=== Excerpted passage ===
My final cut came down to Barrett, Hurts, Lamar Jackson, Mayfield and Watson — all quarterbacks. So yes, great quarterbacking means a lot to me.

I won’t go deep into statistics here because after a while it all starts to sound the same. But I will try to offer some clarity.

  • Jackson’s passing numbers came against pass defenses that averaged a ranking of 73.7. Not great, but hardly near the bottom. And his unbelievable running numbers came against run defenses that averaged a ranking of 49.6, including three top-10 run defenses. That’s pretty incredible. And while he did throw three picks against Kentucky, he also hung 171 rushing yards and four total touchdowns on the Wildcats. Could’ve been better, yes, but still was pretty great.
  • Hurts’ numbers at Alabama were fantastic. He rushed for 1,013 yards (841 net). His team didn’t lose. He’s playing for a national championship. Ultimately, however, I decided that any of my other finalists could have done the exact same or even more on a roster as talent-rich as Bama’s.
  • Watson is a Heisman finalist for the second year in a row, and deservedly so. He’s led Clemson to back-to-back playoff appearances with great passing (3,914 yards, 37 TDs) and good running 529 yards, 6 TDs). But his 15 interceptions dropped him big-time in my consistency metric. Only two FBS quarterbacks this season threw more picks.
  • Mayfield’s last nine games were the best in college football. Nobody throws a better deep ball. His passing efficiency of 197.8 not only leads the nation and likely will set an OU record, he’s on track to break the all-time NCAA record. His completion percentage (71.2) leads the nation, too. But Mayfield was less than special against the two best teams he faced, Houston and Ohio State, and OU lost both. He was exquisite against the Big 12 Conference — whose teams rank 55th, 62nd, 74th, 84th, 95th, 98th, 103rd, 111th and 125th in the nation against the pass — and his amazing efficiency rating (a complex formulate that is heavily weighted by the yards-per-attempt metric), was largely a product of Westbrook’s breakaway speed, though it’s also significant that six other OU receivers caught passes of 40 yards or more this year — all from Mayfield.
  • Barrett didn’t have typical Heisman eye-popping numbers, but threw only four interceptions all year and was remarkably consistent playing in America’s best conference. He did add four 100-yard rushing games, played OK in Ohio State’s only loss (271 total yards, one touchdown, no turnovers) and made key late plays (one hotly disputed) to beat Michigan. Barrett ranked only 35th nationally in total offense and 21st in points accounted for (24 TD passes, nine TD runs).

Of that group, I picked Jackson as my winner. Hurts was my first elimination of the final five. That left Barrett, Mayfield and Watson for my final two slots.

Which was better? Barrett’s consistency? Or Mayfield’s marvels? Barrett did beat Mayfield in Norman with four TD passes. That counts.

Which was worse? Watson’s 15 interceptions or Mayfield’s two losses?
===
▸ Exercise tasks
(A) From the Heisman ballot passage, reproduce word for word the part from "Of that group, I" to "final two slots.".
(B) Name every quarterback in the writer's final cut in the Heisman ballot passage.
(C) In the Heisman ballot passage, which finalist did the writer eliminate first?
=== Excerpted records ===
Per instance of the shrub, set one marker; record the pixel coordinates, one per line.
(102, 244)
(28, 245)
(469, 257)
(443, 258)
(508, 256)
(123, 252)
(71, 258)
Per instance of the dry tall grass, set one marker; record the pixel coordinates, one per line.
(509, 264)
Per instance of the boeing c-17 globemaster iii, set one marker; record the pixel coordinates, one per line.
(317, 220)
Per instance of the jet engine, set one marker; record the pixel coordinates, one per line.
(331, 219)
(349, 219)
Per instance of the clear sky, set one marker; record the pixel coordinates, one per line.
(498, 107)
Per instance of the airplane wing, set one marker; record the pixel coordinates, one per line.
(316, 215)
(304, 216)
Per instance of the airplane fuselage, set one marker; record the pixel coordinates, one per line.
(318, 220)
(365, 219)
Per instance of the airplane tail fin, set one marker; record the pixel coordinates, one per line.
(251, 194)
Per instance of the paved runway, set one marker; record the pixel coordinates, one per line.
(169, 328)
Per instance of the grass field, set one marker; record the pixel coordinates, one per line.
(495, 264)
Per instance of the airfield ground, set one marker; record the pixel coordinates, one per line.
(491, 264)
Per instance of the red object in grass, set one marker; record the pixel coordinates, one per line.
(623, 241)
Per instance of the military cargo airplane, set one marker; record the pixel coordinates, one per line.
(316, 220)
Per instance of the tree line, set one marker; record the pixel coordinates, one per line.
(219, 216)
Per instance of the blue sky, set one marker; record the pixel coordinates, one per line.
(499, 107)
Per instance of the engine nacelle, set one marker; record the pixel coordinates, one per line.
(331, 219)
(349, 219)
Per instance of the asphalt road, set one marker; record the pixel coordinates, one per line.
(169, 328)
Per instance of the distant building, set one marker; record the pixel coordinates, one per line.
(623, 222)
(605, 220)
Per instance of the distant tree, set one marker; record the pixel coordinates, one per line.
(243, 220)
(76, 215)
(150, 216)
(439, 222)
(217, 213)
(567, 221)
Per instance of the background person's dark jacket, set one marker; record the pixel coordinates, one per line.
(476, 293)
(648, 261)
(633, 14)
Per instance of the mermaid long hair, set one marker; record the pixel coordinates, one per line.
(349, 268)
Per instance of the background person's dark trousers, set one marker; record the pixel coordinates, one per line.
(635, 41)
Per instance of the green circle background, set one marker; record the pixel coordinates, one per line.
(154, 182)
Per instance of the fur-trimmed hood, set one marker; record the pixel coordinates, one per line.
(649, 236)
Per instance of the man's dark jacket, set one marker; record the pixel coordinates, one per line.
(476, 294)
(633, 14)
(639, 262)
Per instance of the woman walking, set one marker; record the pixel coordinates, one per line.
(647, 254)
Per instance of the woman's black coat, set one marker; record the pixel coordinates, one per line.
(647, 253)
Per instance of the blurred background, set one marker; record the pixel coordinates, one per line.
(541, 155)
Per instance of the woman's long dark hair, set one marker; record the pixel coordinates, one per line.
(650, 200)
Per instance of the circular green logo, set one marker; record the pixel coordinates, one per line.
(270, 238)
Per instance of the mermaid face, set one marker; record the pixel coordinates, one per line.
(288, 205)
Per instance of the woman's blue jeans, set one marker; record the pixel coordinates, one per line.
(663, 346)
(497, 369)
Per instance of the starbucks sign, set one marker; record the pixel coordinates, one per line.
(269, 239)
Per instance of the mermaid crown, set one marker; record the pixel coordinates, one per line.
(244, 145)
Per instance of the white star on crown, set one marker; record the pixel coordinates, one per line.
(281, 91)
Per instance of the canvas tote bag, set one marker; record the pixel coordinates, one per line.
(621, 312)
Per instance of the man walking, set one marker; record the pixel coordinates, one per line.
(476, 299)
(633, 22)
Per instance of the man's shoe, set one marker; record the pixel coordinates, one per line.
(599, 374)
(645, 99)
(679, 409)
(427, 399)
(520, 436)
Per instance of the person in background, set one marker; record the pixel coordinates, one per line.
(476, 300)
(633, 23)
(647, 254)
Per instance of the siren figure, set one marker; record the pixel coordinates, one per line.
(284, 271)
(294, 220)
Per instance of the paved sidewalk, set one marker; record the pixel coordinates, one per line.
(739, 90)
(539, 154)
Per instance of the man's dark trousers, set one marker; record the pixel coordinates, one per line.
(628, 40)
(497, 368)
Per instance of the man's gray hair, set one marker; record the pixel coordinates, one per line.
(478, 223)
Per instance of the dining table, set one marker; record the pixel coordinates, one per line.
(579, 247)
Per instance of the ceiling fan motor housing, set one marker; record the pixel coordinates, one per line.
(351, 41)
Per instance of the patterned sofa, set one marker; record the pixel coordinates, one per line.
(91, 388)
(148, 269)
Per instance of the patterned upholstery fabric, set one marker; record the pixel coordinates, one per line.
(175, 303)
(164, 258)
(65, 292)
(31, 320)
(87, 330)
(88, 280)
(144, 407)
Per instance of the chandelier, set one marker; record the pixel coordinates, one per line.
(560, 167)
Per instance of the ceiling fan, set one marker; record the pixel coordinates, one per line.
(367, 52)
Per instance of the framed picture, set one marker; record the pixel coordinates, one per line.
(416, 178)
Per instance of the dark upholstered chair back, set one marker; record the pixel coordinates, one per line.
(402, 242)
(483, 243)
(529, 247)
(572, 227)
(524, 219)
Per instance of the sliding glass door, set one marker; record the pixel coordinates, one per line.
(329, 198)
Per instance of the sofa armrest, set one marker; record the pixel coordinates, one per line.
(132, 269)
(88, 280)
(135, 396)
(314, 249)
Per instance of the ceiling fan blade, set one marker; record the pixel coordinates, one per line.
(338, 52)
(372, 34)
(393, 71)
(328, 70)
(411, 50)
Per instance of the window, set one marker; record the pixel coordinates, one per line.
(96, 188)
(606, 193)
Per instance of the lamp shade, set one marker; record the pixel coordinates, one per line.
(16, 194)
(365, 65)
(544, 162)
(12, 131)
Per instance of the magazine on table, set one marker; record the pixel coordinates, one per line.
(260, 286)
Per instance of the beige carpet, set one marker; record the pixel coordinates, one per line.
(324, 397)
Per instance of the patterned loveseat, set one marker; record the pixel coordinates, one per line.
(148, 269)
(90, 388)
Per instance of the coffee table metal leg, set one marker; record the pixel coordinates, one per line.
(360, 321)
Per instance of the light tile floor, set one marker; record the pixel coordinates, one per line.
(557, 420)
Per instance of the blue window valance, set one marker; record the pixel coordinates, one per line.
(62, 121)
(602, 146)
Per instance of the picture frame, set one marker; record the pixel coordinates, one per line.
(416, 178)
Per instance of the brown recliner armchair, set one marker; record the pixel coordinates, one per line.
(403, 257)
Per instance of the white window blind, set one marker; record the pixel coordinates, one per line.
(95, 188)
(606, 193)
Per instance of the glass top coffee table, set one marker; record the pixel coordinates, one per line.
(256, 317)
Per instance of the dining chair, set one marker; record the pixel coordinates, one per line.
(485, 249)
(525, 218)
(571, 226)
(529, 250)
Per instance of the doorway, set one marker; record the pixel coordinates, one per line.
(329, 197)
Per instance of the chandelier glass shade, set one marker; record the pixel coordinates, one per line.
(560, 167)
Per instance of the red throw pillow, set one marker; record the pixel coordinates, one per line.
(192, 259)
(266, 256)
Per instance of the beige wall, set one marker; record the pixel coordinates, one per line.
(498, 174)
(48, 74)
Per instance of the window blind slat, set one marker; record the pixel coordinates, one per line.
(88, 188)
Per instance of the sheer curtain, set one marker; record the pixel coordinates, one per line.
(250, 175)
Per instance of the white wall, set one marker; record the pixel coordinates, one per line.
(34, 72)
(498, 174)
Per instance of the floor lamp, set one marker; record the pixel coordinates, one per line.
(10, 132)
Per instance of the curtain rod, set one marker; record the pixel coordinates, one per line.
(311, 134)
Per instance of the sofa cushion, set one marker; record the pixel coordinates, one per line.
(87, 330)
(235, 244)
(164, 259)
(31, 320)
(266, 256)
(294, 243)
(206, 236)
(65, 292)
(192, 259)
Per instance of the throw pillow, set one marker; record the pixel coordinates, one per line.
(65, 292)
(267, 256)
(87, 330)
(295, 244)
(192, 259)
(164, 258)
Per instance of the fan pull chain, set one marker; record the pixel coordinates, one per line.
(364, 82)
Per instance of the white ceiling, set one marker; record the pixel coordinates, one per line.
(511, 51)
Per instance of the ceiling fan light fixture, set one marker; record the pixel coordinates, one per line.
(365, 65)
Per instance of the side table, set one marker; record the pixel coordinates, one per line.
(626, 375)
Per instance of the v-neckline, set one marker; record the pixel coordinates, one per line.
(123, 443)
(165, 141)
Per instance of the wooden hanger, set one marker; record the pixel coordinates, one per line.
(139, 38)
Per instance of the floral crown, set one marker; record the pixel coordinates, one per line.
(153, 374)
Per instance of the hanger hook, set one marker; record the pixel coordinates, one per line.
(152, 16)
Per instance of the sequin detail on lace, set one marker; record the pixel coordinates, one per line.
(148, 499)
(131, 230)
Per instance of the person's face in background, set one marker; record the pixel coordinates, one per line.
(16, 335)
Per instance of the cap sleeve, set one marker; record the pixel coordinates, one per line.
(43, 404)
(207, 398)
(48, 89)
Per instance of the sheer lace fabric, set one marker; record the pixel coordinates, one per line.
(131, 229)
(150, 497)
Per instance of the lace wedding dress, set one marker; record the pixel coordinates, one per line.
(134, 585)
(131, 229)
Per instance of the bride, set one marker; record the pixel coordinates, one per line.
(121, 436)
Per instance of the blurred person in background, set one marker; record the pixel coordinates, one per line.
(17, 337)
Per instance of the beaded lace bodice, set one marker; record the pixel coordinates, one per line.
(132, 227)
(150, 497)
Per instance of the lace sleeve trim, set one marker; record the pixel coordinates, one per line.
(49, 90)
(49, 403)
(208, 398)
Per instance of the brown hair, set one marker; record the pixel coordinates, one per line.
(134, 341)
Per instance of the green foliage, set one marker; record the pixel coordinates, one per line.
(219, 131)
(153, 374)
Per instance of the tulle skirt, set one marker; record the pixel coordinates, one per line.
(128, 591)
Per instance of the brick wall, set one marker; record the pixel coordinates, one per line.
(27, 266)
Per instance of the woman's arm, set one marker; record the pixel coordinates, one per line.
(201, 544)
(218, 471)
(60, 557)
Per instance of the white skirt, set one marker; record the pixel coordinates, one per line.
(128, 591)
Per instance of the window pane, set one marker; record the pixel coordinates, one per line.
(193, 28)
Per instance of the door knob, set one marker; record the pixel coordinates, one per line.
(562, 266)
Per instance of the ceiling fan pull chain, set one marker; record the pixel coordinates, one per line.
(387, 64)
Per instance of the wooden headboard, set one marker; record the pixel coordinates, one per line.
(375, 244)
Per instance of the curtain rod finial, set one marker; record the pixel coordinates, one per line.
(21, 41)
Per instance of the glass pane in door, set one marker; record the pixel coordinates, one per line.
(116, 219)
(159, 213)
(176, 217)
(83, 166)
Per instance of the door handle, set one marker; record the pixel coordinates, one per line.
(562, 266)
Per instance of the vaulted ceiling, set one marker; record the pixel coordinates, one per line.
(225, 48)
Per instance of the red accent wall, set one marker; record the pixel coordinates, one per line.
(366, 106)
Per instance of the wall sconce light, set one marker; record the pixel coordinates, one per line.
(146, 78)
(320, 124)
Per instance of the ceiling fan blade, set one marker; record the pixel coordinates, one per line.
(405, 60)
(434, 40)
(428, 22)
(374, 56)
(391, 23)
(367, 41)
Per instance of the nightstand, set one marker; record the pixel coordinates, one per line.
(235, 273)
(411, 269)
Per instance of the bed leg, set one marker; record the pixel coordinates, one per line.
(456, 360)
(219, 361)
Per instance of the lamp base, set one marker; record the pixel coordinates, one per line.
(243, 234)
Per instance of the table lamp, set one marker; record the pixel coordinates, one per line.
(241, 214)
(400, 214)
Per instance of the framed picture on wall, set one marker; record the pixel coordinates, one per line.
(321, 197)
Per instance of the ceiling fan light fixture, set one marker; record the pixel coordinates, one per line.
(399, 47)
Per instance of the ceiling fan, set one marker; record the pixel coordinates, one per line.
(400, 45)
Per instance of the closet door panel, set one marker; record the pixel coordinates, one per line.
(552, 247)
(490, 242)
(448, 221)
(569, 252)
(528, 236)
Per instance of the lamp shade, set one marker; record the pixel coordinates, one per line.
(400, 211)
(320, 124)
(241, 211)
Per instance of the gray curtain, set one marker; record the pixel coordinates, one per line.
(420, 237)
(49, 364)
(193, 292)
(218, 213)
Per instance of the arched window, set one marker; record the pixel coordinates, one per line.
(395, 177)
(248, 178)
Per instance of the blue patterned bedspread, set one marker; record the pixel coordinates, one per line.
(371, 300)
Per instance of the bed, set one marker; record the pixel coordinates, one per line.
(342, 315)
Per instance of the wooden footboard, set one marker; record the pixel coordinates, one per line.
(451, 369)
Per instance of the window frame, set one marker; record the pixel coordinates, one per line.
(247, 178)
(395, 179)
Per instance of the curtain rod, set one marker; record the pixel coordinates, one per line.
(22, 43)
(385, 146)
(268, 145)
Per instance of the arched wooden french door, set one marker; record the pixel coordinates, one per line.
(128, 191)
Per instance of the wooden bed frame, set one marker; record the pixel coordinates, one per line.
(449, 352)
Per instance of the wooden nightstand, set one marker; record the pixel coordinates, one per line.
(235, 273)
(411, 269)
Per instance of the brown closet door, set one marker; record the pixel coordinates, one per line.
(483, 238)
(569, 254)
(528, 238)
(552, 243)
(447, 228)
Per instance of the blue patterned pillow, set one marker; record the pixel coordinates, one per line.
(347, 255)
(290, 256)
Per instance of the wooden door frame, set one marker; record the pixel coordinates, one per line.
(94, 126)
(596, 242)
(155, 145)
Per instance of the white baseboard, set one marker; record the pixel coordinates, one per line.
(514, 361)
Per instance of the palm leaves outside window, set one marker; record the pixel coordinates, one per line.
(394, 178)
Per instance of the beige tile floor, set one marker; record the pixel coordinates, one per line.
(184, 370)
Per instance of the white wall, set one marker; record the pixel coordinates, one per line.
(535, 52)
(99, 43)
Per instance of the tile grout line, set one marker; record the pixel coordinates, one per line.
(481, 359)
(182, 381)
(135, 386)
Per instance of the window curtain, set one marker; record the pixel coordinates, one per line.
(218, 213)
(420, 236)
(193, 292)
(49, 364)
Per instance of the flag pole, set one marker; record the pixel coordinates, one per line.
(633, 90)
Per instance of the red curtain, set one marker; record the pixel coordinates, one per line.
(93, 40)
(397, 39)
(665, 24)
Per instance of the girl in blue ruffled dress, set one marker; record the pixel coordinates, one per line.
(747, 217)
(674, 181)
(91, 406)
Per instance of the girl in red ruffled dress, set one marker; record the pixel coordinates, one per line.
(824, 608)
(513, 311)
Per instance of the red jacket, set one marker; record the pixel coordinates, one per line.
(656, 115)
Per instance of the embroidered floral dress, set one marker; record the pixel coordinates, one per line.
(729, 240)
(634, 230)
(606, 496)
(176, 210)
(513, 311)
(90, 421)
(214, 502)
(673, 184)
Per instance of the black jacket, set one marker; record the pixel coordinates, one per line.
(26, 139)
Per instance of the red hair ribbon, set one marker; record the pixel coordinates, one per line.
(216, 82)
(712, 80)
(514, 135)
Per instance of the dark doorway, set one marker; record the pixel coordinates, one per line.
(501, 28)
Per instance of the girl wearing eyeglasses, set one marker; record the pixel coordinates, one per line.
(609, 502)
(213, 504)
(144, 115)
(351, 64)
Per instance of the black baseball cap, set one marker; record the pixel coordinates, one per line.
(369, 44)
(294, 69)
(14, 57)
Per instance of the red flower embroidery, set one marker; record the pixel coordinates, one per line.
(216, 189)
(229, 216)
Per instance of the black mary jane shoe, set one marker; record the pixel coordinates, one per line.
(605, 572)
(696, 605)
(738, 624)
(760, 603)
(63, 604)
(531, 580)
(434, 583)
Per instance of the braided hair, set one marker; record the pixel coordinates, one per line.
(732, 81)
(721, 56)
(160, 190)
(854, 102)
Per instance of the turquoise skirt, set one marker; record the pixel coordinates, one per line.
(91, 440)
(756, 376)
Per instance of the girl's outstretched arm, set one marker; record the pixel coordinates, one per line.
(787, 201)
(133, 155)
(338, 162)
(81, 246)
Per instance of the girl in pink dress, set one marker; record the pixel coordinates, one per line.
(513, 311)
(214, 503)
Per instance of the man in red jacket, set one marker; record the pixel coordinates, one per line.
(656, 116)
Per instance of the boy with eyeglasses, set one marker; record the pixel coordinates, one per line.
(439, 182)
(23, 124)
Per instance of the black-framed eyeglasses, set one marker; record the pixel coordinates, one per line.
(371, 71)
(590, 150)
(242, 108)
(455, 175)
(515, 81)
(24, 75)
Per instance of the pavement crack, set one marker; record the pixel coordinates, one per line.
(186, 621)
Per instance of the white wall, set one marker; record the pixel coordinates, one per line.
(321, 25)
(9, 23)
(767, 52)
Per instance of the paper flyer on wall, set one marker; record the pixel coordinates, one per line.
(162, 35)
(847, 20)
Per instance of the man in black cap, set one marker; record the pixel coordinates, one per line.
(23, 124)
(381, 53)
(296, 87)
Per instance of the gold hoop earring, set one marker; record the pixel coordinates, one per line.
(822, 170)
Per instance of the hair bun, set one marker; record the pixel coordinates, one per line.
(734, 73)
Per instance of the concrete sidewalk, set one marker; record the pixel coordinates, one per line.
===
▸ Completed exercise
(A)
Of that group, I picked Jackson as my winner. Hurts was my first elimination of the final five. That left Barrett, Mayfield and Watson for my final two slots.

(B) Barrett, Hurts, Lamar Jackson, Mayfield, Watson

(C) Hurts